EXERCISE =
Please convert all of the data below into a numbered list with one line per item, skipping blank lines. Leave the pictures out of your answer.

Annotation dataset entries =
- - -
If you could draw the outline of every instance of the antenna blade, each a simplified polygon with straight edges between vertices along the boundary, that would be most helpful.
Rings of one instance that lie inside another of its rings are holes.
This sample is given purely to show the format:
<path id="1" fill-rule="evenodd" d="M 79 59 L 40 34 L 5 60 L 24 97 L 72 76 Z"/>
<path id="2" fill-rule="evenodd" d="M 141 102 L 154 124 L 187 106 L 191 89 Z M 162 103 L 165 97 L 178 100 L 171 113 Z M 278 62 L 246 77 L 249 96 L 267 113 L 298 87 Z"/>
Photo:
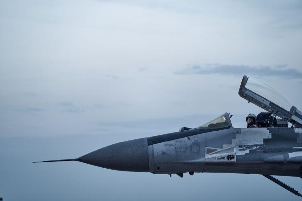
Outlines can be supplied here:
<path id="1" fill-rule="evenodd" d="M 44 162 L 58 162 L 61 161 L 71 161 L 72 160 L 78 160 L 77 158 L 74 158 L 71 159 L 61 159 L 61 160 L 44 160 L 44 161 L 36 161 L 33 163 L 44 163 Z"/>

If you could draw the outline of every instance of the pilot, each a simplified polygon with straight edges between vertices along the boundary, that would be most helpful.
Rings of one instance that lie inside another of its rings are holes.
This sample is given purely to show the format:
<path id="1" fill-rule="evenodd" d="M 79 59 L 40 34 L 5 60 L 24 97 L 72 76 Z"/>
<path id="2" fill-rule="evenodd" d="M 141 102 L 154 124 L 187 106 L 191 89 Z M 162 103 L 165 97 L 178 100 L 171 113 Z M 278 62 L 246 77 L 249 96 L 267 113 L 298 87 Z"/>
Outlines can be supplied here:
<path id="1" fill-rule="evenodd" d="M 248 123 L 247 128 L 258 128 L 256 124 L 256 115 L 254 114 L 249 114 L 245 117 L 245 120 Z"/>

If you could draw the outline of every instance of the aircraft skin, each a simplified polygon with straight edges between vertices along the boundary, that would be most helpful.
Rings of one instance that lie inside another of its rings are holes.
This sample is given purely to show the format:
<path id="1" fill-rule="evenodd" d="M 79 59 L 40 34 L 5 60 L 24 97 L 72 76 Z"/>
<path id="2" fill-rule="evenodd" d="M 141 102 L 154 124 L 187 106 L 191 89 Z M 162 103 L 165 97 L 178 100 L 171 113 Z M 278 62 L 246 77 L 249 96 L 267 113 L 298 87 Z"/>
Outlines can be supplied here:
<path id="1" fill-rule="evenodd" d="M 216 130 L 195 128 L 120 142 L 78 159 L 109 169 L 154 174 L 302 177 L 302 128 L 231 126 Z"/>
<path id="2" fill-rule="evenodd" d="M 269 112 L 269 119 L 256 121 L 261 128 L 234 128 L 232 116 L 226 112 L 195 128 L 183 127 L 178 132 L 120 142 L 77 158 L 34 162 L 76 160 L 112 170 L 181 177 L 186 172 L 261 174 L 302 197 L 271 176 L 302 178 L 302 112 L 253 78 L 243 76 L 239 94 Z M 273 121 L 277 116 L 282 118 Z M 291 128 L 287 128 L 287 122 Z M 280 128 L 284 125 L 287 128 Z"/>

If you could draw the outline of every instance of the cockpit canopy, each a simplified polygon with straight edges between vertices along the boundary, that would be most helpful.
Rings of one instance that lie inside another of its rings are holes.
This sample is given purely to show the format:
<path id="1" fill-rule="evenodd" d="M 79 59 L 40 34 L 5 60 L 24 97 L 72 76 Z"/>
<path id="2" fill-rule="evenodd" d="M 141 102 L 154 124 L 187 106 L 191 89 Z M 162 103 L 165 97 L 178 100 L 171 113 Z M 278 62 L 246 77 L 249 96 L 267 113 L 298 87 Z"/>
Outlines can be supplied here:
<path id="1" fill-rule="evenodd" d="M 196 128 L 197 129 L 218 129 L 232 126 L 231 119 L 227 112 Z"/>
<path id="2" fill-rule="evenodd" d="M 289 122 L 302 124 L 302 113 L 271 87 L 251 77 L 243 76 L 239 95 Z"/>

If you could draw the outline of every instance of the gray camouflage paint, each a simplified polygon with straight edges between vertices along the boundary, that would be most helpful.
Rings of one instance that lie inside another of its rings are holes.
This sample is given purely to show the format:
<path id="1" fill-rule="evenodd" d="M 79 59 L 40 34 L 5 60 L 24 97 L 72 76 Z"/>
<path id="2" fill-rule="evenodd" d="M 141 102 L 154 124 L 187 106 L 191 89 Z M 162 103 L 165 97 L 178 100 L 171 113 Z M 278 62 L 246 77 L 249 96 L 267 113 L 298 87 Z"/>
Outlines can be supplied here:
- - -
OUTPUT OF THE TASK =
1. If you could draw the outline of every instance of the antenna blade, each a simplified polygon with straight edges between vertices along the boundary, that would be most helpful.
2. Rings of one instance that lie inside another of its rings are holes.
3. This sample is given purely to show the format:
4. <path id="1" fill-rule="evenodd" d="M 79 59 L 40 34 L 5 60 L 24 97 L 72 76 Z"/>
5. <path id="2" fill-rule="evenodd" d="M 141 102 L 154 124 L 187 106 L 191 89 Z M 162 103 L 165 97 L 178 100 L 171 113 Z M 278 62 L 246 77 L 249 96 L 267 113 L 298 87 Z"/>
6. Photo:
7. Outlines can be supplied here:
8. <path id="1" fill-rule="evenodd" d="M 44 162 L 58 162 L 61 161 L 71 161 L 72 160 L 78 160 L 77 158 L 74 158 L 71 159 L 61 159 L 61 160 L 44 160 L 44 161 L 36 161 L 33 163 L 44 163 Z"/>
9. If you could draw the outline of every instance of the pilot, each a simplified polygon with straight edges between vertices along the boundary, that would be most helpful.
10. Rings of one instance that lie inside another of its rings are holes.
11. This sample is given purely to show the format:
12. <path id="1" fill-rule="evenodd" d="M 79 59 L 40 34 L 5 60 L 24 97 L 72 76 Z"/>
13. <path id="2" fill-rule="evenodd" d="M 141 102 L 154 124 L 187 106 L 191 89 Z M 162 103 L 165 97 L 178 100 L 171 113 Z M 278 62 L 246 77 L 249 96 L 267 113 L 298 87 Z"/>
14. Outlines can be supplied here:
15. <path id="1" fill-rule="evenodd" d="M 248 123 L 247 128 L 258 128 L 256 124 L 256 115 L 254 114 L 249 114 L 245 117 L 245 120 Z"/>
16. If you could draw the outline of every instance of the aircraft skin, each a simplified polygon with straight edges between vertices along the boundary, that would be most helpful.
17. Rings of one instance that lie inside another of its rings are holes.
18. This sample is given purely to show the format:
19. <path id="1" fill-rule="evenodd" d="M 79 59 L 40 34 L 5 60 L 24 97 L 72 76 Z"/>
20. <path id="2" fill-rule="evenodd" d="M 141 102 L 154 124 L 187 106 L 191 89 Z M 162 103 L 165 97 L 178 100 L 171 113 Z M 278 62 L 246 77 L 249 96 L 267 113 L 298 87 Z"/>
21. Outlines can be supplied here:
22. <path id="1" fill-rule="evenodd" d="M 216 130 L 195 128 L 120 142 L 78 159 L 109 169 L 154 174 L 302 177 L 302 128 L 231 126 Z"/>
23. <path id="2" fill-rule="evenodd" d="M 269 112 L 269 119 L 256 121 L 261 128 L 234 128 L 232 116 L 226 112 L 195 128 L 183 127 L 178 132 L 120 142 L 77 158 L 34 162 L 76 160 L 112 170 L 181 177 L 186 172 L 261 174 L 302 197 L 271 176 L 302 178 L 302 112 L 253 78 L 243 76 L 239 94 Z M 273 121 L 277 116 L 282 118 Z M 291 128 L 287 128 L 287 122 Z M 280 128 L 284 125 L 287 128 Z"/>
24. If you could draw the outline of every instance of the cockpit canopy, each a simplified polygon with straight edges between vertices along the boundary, that would be most helpful.
25. Rings of one instance that lie inside another of its rings are holes.
26. This sample is given purely to show the format:
27. <path id="1" fill-rule="evenodd" d="M 79 59 L 40 34 L 5 60 L 24 97 L 72 76 Z"/>
28. <path id="2" fill-rule="evenodd" d="M 141 102 L 154 124 L 187 106 L 191 89 Z M 162 103 L 165 97 L 178 100 L 171 113 Z M 278 62 L 246 77 L 249 96 L 267 113 L 298 87 Z"/>
29. Outlines can be supplied here:
30. <path id="1" fill-rule="evenodd" d="M 196 128 L 197 129 L 218 129 L 232 126 L 231 119 L 227 112 Z"/>
31. <path id="2" fill-rule="evenodd" d="M 289 122 L 302 124 L 302 113 L 271 87 L 251 77 L 243 76 L 239 95 Z"/>
32. If you could draw the outline of every instance of the gray camouflage paint, each a simplified polygon with straight edges between vertices along the boundary, that would be most helpful.
33. Rings of one instance that lie inside another of its rings are holes.
34. This sample is given purely to show the format:
35. <path id="1" fill-rule="evenodd" d="M 79 59 L 40 34 L 5 60 L 24 97 L 72 76 Z"/>
36. <path id="2" fill-rule="evenodd" d="M 141 102 L 154 124 L 187 106 L 191 89 Z M 162 103 L 165 97 L 178 100 L 171 113 Z M 278 62 L 246 77 L 249 96 L 267 113 L 298 87 Z"/>
37. Outlines can be supplied here:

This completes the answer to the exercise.